Could you repeat the records below exactly as written?

(Collected data entries)
####################
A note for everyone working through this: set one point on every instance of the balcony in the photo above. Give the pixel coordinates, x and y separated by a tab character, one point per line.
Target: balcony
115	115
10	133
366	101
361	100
####################
_The completed task:_
A note for everyone working through this: set one point on every instance of the balcony in the photo above. Give the pixel coordinates, x and y separated by a tab character, one point per line.
Target: balcony
115	115
10	133
366	101
361	100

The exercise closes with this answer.